Coordinate-labeling data
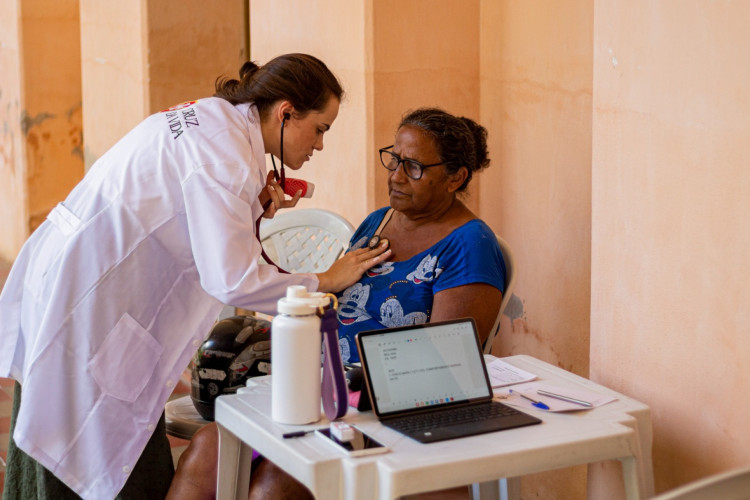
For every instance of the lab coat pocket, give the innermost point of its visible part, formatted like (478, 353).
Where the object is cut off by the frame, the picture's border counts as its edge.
(126, 360)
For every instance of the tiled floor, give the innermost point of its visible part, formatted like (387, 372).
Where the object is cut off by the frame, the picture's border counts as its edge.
(178, 445)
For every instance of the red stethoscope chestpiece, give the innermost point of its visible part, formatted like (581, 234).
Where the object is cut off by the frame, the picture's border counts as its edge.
(377, 240)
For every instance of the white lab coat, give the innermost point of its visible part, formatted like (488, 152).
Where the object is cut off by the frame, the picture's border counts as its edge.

## GIVEN EXERCISE
Return the text lines of all the items above verbatim, omitting the pictures.

## RESULT OF THE TASK
For every instance of the lab coat pocket, give the innermost point of its visible part, formatted like (478, 353).
Where the object is cut off by the frame, the picture's border counts as its edge.
(126, 360)
For every instance of the tiled floor, give the innermost point of its visible part, formatted like (387, 372).
Where the object is cut off by the frame, the picture's border counts as its edge.
(178, 445)
For every instance of the red stethoscope chestpiece, give the innermost point of its visible part, formatted like (581, 234).
Where the object is cut off by the frame, the picture's border counts as its edge.
(377, 240)
For every instance of the white lab coat, give the innermost point of its visible part, formatted like (488, 152).
Where the object is cut off by the frame, the picture's border counts as its edge.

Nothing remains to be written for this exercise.